Instructions to follow » Report every line of the items below that contains the word "black". Letter case counts.

Exercise data »
══════════

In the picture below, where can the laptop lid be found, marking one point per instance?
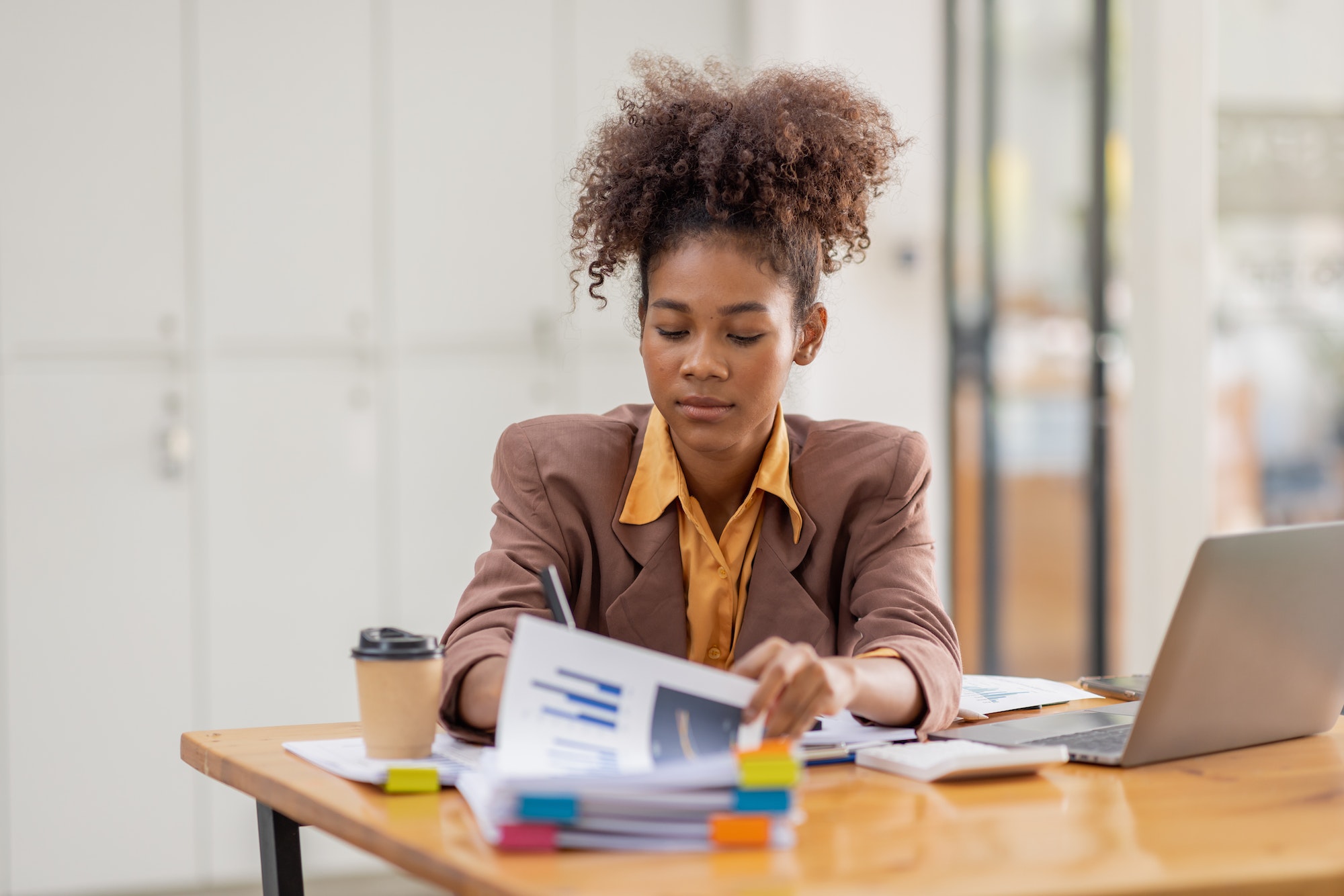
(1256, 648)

══════════

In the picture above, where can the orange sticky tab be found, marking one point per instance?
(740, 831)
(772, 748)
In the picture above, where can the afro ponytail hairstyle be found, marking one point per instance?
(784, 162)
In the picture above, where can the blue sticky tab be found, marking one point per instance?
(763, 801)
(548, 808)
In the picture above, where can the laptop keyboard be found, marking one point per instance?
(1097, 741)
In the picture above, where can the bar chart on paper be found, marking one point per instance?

══════════

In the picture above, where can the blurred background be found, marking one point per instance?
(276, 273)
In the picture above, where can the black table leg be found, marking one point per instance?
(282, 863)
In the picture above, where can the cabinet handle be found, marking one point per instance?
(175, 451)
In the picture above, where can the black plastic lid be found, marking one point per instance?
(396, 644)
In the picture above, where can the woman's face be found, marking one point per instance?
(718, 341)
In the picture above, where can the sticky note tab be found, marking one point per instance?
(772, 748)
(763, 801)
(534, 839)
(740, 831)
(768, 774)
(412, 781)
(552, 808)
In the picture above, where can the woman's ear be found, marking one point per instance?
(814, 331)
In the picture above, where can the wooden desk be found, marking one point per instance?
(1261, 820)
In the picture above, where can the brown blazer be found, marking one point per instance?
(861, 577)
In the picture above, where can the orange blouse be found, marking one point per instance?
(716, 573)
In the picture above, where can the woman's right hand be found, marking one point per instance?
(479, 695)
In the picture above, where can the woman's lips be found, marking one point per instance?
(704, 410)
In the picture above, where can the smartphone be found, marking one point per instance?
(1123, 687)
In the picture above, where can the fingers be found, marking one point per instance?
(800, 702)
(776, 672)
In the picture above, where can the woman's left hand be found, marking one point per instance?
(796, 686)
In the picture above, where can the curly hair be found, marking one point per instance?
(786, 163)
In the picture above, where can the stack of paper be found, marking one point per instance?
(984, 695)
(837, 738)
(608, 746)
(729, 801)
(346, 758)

══════════

Right answer »
In the picture above, where can the black table leg be found, marking one point per instance?
In the picture above, where can the black plastic lid be found, marking one point per instance?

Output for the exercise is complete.